◆ Exercise aim ◆
Copy out only the lines from the one containing "Player-spacing review: tag the drinking" through the end of the items, requests included, and shift every answer coordinate up by 126. Keep the requests and their sample coordinates unchanged.

◆ Data records ◆
_ _ _ _ _

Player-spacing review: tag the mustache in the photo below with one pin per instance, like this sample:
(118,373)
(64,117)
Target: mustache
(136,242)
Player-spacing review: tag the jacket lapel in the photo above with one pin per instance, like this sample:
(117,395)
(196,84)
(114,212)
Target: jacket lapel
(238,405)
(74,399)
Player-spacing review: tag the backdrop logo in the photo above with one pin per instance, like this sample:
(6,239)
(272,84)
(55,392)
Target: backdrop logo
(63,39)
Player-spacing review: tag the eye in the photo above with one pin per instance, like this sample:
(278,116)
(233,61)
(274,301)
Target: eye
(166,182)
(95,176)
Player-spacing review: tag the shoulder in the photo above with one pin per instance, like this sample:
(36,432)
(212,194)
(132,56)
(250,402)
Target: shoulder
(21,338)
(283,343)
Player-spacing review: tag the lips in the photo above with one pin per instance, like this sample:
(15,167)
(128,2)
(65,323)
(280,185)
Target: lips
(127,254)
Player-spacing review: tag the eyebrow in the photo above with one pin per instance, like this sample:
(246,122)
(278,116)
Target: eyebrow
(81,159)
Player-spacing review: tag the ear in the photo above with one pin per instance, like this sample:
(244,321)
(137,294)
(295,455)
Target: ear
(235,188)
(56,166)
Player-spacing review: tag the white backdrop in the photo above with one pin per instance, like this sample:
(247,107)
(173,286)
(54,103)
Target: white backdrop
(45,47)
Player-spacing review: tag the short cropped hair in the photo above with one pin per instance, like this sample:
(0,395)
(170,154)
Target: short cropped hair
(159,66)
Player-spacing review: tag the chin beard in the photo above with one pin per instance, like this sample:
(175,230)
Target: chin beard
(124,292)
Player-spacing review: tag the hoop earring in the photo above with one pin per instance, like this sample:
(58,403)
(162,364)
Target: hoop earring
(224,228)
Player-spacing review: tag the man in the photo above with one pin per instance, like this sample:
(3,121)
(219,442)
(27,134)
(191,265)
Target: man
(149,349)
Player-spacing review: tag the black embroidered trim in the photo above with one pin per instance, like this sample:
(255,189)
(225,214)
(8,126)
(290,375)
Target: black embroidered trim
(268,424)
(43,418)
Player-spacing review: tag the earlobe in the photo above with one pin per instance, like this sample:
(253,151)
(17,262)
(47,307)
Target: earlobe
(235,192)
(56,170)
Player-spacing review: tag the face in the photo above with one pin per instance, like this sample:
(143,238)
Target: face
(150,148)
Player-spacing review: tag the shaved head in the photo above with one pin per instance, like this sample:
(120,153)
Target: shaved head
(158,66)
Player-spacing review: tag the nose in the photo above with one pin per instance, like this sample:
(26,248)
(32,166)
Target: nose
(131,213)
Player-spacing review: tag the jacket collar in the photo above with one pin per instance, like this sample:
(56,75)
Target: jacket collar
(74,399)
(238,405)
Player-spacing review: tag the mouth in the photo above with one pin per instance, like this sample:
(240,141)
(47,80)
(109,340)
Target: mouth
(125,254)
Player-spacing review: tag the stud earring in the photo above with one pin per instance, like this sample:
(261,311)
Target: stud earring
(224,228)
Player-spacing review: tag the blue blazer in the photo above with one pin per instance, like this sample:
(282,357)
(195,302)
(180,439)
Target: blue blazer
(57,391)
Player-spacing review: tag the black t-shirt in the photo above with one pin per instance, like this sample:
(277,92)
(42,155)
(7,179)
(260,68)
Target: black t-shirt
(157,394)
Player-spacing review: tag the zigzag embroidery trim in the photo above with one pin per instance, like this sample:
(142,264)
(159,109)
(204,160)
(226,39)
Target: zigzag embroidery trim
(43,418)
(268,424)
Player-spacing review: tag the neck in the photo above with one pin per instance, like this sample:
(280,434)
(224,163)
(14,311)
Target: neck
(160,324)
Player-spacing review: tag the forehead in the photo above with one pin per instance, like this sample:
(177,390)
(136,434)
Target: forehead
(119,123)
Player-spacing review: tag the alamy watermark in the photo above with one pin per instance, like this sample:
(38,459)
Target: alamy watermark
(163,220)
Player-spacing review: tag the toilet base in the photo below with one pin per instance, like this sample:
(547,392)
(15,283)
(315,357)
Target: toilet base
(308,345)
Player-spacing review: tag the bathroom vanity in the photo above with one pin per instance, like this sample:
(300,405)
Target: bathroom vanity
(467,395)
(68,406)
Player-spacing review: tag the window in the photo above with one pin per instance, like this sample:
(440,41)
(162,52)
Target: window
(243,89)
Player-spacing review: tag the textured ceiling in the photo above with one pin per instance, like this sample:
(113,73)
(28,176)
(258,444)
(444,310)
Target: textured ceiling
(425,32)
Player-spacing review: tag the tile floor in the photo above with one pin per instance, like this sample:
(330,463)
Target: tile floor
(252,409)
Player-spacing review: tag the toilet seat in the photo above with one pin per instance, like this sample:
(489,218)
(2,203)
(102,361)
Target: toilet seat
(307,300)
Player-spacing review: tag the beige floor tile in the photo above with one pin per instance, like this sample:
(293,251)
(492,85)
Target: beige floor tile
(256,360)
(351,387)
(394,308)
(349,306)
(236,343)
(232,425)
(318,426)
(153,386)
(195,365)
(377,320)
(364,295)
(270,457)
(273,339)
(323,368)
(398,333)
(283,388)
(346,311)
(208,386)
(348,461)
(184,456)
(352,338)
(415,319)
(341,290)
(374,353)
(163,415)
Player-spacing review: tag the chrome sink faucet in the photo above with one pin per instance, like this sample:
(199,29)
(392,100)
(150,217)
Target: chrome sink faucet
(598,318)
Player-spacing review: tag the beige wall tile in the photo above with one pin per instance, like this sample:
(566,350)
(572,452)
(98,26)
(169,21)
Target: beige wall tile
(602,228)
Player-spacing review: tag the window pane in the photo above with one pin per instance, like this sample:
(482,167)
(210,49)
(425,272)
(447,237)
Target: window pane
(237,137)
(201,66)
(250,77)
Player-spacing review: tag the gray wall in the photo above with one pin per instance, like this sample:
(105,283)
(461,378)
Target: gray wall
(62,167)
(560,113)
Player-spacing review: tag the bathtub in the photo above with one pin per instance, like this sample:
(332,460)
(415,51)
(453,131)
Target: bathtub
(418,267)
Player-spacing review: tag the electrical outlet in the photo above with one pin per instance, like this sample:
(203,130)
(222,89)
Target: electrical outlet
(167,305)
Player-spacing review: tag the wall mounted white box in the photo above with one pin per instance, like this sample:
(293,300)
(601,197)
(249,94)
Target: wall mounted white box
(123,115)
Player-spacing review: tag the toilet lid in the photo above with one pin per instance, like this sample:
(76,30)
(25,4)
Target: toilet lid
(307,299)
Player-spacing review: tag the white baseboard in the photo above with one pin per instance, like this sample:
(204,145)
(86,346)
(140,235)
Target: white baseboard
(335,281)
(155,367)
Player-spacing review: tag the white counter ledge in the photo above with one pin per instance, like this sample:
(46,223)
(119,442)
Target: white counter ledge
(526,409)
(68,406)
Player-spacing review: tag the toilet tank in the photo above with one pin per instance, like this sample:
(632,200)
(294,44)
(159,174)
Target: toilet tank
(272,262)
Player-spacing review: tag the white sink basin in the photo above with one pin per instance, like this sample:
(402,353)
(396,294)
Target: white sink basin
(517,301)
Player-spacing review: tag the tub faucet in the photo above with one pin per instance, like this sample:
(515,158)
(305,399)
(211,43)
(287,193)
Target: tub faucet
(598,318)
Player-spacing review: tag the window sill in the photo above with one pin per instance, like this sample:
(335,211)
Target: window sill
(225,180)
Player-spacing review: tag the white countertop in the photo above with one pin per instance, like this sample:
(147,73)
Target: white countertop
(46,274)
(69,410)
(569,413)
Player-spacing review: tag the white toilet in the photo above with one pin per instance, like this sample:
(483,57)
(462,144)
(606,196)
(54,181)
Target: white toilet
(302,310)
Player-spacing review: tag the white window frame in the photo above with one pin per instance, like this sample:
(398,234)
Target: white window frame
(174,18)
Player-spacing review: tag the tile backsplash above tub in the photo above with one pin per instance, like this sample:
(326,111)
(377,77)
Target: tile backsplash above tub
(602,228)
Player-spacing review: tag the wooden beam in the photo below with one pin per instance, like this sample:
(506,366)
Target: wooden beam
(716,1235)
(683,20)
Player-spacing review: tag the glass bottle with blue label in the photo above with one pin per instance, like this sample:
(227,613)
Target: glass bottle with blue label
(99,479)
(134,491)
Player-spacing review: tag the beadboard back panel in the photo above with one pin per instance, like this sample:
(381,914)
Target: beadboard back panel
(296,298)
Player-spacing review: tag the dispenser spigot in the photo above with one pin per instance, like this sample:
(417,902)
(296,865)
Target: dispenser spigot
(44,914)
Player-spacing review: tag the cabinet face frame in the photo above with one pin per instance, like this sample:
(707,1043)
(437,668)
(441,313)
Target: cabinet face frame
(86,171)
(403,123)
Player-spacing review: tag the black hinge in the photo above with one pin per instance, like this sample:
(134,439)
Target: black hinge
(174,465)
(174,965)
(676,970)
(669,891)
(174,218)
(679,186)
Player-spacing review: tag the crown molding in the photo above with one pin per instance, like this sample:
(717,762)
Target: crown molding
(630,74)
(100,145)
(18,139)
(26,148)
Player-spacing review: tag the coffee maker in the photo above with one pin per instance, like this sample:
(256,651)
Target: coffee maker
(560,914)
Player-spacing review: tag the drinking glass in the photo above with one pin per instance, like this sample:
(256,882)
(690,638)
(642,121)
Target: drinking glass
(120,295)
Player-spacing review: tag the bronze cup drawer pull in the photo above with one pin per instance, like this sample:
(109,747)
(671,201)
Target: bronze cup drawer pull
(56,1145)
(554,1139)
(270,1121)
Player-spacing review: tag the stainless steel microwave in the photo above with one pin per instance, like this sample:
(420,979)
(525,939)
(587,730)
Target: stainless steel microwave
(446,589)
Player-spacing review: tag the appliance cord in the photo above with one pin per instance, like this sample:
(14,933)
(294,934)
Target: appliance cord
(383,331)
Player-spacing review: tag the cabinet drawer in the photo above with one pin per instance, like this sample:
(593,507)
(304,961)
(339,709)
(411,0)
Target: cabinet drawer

_ _ _ _ _

◆ Exercise result ◆
Player-spacing review: tag the drinking glass in the photo above with one pin per instance, like this sample:
(256,882)
(690,638)
(642,121)
Target: drinking glass
(246,421)
Player-spacing review: tag the bronze cup drawer pull in the photo above with one pin per instance, like this sample:
(109,747)
(671,201)
Target: bronze cup drawer pull
(182,1271)
(680,1265)
(396,1247)
Player-spacing review: tag the stainless steel microwave in the photo above with one pin per instance, like this sample:
(420,979)
(525,939)
(587,730)
Target: stainless steel microwave
(572,715)
Player-spacing review: tag the appliance cord in the photo above with one pin per instance, like this sample:
(14,933)
(294,934)
Target: appliance cord
(509,457)
Player-spacing review: tag the cabinet drawer in the photo above with one pin per instance, like this sample:
(593,507)
(304,961)
(339,709)
(411,0)
Target: cabinet drawer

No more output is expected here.